Emmys 2022: What to Expect and How to Watch

The winners of the 74th Emmy Awards will be unveiled on Monday night in downtown Los Angeles. Viewers can watch the ceremony on NBC or the streaming service Peacock, beginning at 8 p.m. Eastern time.

Kenan Thompson, the “Saturday Night Live” veteran, will assume hosting duties at the ceremony this year, and will do his part to help boost Emmy ratings for a second consecutive year. Last year’s ceremony drew 7.4 million viewers, reversing a trend of record low viewership totals.

The ceremony should look, more or less, typical: For the first time since 2019, the ceremony will return to its traditional home at the Microsoft Theater (The 2020 ceremony was mostly virtual, while last year’s event took place inside a tent.)

Some elements of last year’s ceremony will remain. Producers of the show told The Hollywood Reporter that they would be bringing back the Golden Globes-style dinner tables in lieu of having nominees situated in theater-style seating.

This may be the most competitive year at the Emmys to date. Submissions for the drama, comedy and limited categories were all up significantly.

Even with all of the strong contenders, the top two most-decorated networks will almost certainly be, as usual, HBO and Netflix. After dozens of technical awards were handed out last weekend at the Creative Arts Emmys, HBO and its streaming app, HBO Max, have collected 26 Emmys thus far, leading all networks. Netflix is in second place with 23 Emmys.

Shows eligible for this year’s awards had to premiere between June 2021 and May 2022.

Here’s more of what to expect:

Everything appears to be lining up nicely for “Succession.”

The HBO family dramedy, which won best drama in 2020, garnered the most nominations of any show. More than half a dozen actors on the show are up for an award on Monday. And “Succession” won for best cast in a drama at the Creative Arts Emmys last weekend, often a bellwether for the best drama race. (Five of the last seven best drama winners also took best casting.)

But there are some possible spoilers: “Squid Game,” Netflix’s South Korean blockbuster, and “Severance,” the Apple TV+ thriller.

If “Squid Game” pulls off an upset, it would be the first foreign language program to capture a top show award. That would be a breakthrough as television becomes more global, and as American audiences are increasingly receptive to series with subtitles. Netflix could certainly use the good news: The streaming service has piled up subscriber losses through the first half of the year, and the quality of its programming slate has come into question.

If Apple’s dystopian workplace thriller, “Severance,” wins best drama it would continue an awards show tear for the tech giant. Apple TV+, which had its debut in November 2019, has already won best comedy at the Emmys (last year for “Ted Lasso”) and best picture at the Oscars (“CODA”). And certainly a number of the show’s actors — Adam Scott, John Turturro, Christopher Walken and Patricia Arquette — could pull off wins.

Will Zendaya take home another best actress statuette for her role in “Euphoria”? Or can Laura Linney (“Ozark”), a four-time Emmy winner, or Melanie Lynskey, a first-time nominee for “Yellowjackets,” put a stop to it? Awards forecasters are torn.

**Given data:**
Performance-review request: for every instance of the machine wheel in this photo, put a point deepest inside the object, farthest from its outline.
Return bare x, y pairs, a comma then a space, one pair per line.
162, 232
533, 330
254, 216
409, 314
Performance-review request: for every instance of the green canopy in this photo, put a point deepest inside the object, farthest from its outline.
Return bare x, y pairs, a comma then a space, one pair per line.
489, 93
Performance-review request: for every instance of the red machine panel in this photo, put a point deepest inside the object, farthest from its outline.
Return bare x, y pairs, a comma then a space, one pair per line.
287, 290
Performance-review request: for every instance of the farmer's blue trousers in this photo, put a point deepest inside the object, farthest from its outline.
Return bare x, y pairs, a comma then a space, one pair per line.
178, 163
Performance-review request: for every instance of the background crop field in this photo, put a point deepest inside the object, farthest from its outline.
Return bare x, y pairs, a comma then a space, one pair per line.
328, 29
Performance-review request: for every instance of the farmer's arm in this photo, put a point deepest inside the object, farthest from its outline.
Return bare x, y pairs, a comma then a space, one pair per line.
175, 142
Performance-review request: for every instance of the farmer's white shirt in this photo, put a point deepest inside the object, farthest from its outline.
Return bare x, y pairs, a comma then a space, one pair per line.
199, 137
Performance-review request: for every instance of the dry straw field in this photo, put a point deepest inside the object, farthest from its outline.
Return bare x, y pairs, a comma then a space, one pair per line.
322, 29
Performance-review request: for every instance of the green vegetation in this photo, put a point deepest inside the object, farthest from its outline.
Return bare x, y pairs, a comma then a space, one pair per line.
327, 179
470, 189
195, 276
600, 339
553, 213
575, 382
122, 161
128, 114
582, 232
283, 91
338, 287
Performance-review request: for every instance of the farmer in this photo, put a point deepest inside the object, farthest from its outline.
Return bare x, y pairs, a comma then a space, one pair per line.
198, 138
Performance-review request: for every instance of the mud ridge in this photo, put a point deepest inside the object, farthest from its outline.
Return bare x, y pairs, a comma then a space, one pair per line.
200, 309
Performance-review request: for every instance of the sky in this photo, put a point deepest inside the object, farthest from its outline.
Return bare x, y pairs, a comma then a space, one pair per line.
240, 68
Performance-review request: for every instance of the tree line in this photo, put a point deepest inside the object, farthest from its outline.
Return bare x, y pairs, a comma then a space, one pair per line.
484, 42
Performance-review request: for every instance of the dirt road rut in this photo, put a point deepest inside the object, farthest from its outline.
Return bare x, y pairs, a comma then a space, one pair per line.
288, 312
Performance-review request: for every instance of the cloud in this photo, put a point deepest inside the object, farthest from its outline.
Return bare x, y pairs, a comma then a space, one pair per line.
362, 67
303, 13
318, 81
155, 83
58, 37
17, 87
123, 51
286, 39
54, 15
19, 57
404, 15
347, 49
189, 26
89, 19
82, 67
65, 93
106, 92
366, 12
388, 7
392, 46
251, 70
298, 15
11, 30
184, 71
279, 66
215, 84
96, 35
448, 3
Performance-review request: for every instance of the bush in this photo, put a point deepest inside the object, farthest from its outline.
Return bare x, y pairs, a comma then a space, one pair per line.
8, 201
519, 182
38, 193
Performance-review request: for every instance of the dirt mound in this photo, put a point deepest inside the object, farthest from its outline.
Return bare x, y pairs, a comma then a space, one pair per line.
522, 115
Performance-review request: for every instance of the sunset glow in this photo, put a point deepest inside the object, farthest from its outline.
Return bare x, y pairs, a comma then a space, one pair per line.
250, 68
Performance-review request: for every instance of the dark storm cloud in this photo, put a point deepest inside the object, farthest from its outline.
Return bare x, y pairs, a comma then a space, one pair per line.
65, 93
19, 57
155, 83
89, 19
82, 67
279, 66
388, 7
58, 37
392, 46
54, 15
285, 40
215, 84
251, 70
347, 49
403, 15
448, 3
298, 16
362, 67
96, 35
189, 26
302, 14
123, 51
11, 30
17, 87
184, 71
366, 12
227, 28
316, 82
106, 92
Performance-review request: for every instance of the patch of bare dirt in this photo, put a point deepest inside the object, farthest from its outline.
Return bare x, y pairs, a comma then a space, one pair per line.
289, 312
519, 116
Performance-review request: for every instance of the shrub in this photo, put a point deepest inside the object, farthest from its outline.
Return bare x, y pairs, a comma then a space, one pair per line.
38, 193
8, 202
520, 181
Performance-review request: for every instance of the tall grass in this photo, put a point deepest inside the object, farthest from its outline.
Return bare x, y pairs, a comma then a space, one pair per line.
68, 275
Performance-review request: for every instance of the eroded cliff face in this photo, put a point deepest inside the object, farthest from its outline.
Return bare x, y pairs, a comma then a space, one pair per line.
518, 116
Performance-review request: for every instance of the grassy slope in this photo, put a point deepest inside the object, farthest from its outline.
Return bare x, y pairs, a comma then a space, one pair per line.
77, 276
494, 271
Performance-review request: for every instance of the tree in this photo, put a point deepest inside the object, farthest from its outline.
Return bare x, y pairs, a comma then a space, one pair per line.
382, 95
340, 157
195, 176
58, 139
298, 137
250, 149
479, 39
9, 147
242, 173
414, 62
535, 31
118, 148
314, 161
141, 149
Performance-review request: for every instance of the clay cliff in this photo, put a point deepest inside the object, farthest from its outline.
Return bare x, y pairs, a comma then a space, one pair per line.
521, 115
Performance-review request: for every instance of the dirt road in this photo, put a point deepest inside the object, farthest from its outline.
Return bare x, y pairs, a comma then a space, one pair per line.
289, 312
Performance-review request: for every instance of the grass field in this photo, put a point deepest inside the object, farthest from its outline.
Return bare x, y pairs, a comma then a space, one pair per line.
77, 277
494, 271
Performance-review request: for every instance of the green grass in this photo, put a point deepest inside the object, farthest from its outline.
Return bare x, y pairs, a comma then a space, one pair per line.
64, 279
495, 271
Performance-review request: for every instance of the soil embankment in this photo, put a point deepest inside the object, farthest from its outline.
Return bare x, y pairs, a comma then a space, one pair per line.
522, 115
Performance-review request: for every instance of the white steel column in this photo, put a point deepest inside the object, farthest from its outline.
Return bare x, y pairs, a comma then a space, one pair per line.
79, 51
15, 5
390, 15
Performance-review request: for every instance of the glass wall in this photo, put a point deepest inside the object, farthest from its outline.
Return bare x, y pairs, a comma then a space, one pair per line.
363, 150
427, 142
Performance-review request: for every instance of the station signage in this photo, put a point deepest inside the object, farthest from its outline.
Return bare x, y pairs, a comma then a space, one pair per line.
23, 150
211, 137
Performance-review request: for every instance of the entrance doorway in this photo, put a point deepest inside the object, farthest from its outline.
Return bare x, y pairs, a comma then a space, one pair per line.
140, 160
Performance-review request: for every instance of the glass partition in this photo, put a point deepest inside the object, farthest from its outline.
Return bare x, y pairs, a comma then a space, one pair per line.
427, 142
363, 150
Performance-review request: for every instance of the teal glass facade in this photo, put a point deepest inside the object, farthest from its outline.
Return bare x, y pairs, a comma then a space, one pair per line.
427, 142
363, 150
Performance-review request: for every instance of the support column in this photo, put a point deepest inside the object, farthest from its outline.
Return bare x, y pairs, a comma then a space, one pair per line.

**Set exercise A:** Summarize the Emmys preview in two sentences.
**Set exercise B:** Please reproduce the Emmys preview word for word between "Shows eligible for" and "Apple TV+ thriller.", inclusive.

**Result A:** The 74th Emmy Awards, hosted by Kenan Thompson, will be held Monday night at the Microsoft Theater in downtown Los Angeles and can be watched on NBC or Peacock starting at 8 p.m. Eastern time. "Succession," which garnered the most nominations of any show, appears well placed to win best drama, though "Squid Game" and "Severance" are possible spoilers.

**Result B:**
Shows eligible for this year’s awards had to premiere between June 2021 and May 2022.

Here’s more of what to expect:

Everything appears to be lining up nicely for “Succession.”

The HBO family dramedy, which won best drama in 2020, garnered the most nominations of any show. More than half a dozen actors on the show are up for an award on Monday. And “Succession” won for best cast in a drama at the Creative Arts Emmys last weekend, often a bellwether for the best drama race. (Five of the last seven best drama winners also took best casting.)

But there are some possible spoilers: “Squid Game,” Netflix’s South Korean blockbuster, and “Severance,” the Apple TV+ thriller.